*** Opening Data provided ***

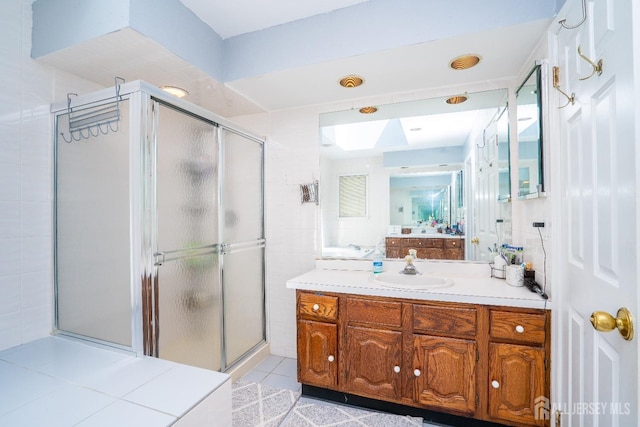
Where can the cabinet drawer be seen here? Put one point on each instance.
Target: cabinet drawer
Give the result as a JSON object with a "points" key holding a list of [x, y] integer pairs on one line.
{"points": [[412, 243], [453, 254], [432, 243], [453, 243], [318, 306], [433, 319], [522, 327], [383, 313]]}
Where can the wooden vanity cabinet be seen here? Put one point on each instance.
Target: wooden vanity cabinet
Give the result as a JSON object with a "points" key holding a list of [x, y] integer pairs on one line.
{"points": [[317, 339], [518, 353], [444, 357], [426, 247], [476, 361], [373, 342]]}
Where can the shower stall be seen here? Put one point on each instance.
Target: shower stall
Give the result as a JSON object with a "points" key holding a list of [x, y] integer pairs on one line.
{"points": [[159, 230]]}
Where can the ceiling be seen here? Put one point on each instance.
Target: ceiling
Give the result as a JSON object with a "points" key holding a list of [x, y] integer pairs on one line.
{"points": [[397, 67], [232, 18]]}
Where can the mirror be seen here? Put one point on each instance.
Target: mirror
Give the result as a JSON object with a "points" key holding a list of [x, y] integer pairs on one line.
{"points": [[529, 112], [504, 154], [413, 155], [421, 200]]}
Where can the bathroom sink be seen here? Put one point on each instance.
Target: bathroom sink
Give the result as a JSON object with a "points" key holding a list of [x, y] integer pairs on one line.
{"points": [[409, 281]]}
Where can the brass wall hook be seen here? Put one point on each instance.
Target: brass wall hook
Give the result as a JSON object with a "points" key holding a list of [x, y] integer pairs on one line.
{"points": [[556, 84], [563, 22], [597, 68]]}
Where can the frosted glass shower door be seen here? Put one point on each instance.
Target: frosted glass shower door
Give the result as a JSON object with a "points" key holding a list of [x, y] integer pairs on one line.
{"points": [[92, 228], [186, 248], [243, 233]]}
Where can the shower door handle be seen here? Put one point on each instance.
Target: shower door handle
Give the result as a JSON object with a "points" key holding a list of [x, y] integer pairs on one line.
{"points": [[159, 258]]}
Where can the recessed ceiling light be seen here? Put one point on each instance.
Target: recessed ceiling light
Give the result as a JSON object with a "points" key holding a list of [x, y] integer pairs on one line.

*** Closing Data provided ***

The problem
Give the listing again in full, exactly as it is, but without its images.

Task response
Where can the cabinet drawer be seen here? Put one point on each instance.
Target: cabinet drawer
Give the result as a JSON object with a "points" key holding a list of [x, y] integer pairs on one line.
{"points": [[412, 243], [453, 254], [432, 243], [453, 243], [318, 306], [433, 319], [522, 327], [383, 313]]}
Where can the wooden vanity cabinet be seen here? Put one point on each instance.
Target: wooden vanity cabinet
Give the result as a JSON object with a "points" key holding a list of [x, y] integer pairs on one line.
{"points": [[317, 339], [518, 353], [444, 357], [426, 247], [476, 361], [373, 342]]}
Where can the shower stall be seen here? Put one point on each instance.
Target: shower stall
Give the result as a JSON object with a "points" key holding a list of [x, y] integer pairs on one line.
{"points": [[159, 230]]}
Where can the ceiling be seen here? Put one point on each instance.
Target: ceiling
Give the result as a JSON object with a "points" key holding a list of [x, y] integer pairs on one line.
{"points": [[397, 67], [232, 18]]}
Where can the mirror be seen here? Put one point on each instance.
Target: mirror
Give the result as a JSON object with a "points" key holding a list of [x, y] integer pairs on one line.
{"points": [[529, 112], [504, 154], [413, 155], [421, 200]]}
Where can the bathroom sink be seen here? Put one point on each instance.
Target: bathroom sink
Give the result as a JSON object with a "points" key holding a list of [x, y] integer pairs on one line.
{"points": [[409, 281]]}
Where can the brass wall hook be seen here? Put one point on each instance.
Target: brass wall hook
Give the result as a JSON object with a "points" key holding a list of [x, y] integer pairs on one line.
{"points": [[556, 84], [563, 22], [597, 68]]}
Where can the frosted glass shower door be seen here? Put one point on each instance.
Target: frosted glass shower door
Give the result as a JSON object with a "points" key holding a list of [x, y] integer pairs on one line.
{"points": [[92, 228], [186, 248], [243, 233]]}
Where can the shower door handle be seen here? Put one point on each instance.
Target: shower door handle
Give the result as a JSON object with a "points" key holding a list of [x, y] integer pairs on one line.
{"points": [[159, 258]]}
Where can the recessed ceiling light be seen here? Put one point on each instance.
Target: recessed ceiling light
Give the result as a JSON object with a "points" key holding a list of [x, y] integer pairs on one line.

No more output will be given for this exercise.